Items from a data source:
---+---
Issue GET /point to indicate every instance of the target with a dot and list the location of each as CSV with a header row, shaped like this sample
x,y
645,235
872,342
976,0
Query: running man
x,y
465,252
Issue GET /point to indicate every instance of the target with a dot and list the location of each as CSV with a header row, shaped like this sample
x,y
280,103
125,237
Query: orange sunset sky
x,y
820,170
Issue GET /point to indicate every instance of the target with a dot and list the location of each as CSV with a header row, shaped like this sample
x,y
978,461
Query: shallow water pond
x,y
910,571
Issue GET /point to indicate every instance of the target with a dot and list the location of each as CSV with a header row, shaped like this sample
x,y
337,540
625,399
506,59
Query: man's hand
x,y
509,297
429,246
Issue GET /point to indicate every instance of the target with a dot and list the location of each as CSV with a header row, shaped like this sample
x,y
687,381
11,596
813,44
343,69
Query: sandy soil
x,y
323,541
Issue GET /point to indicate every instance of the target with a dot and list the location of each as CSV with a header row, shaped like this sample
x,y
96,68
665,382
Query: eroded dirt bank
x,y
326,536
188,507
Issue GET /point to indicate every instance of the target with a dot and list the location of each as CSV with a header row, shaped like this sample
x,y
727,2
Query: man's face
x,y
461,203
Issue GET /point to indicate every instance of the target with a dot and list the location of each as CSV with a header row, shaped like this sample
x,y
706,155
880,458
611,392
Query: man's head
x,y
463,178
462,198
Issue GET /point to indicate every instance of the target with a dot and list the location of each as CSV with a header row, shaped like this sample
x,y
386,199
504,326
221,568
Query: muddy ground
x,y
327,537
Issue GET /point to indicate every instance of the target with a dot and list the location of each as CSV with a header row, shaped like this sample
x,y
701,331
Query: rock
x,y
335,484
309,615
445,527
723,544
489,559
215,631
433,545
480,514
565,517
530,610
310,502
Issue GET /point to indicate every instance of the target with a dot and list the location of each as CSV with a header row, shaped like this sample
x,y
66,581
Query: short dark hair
---+---
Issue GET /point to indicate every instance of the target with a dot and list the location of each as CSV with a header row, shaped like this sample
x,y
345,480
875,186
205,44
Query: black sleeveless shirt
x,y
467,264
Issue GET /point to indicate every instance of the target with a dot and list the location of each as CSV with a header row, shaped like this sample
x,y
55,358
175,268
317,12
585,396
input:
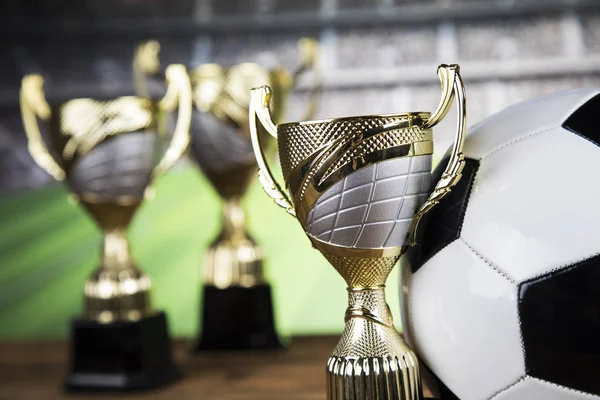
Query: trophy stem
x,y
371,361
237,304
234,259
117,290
---+---
Look above for the line with "Query: man's face"; retype exactly that line, every line after it up to the line with "Query: short dark hair", and that line too, nothing else.

Query: man's face
x,y
461,203
Issue GET /point to indicate every instance of the target with a dot and list the location of each as CSV with a header row, shaped like this sample
x,y
706,155
880,458
611,392
Query: man's head
x,y
463,178
462,198
Issue GET /point to indicate every instance of the target with a dot and list the location of each as CSV with a header row, shaped like this sample
x,y
386,199
504,326
221,568
Query: muddy ground
x,y
327,537
Issue GET /point to indicate every instance of the target with a dot and list the location of each as CSV with a header row, shaped like this sample
x,y
701,331
Query: rock
x,y
335,484
309,615
445,527
723,544
489,559
215,631
433,545
480,514
565,517
530,610
310,502
Issue GET /point to indicate every instance of the target with a dot and list the location of each as CSV with a header row, shaped like this sample
x,y
66,581
Query: short dark hair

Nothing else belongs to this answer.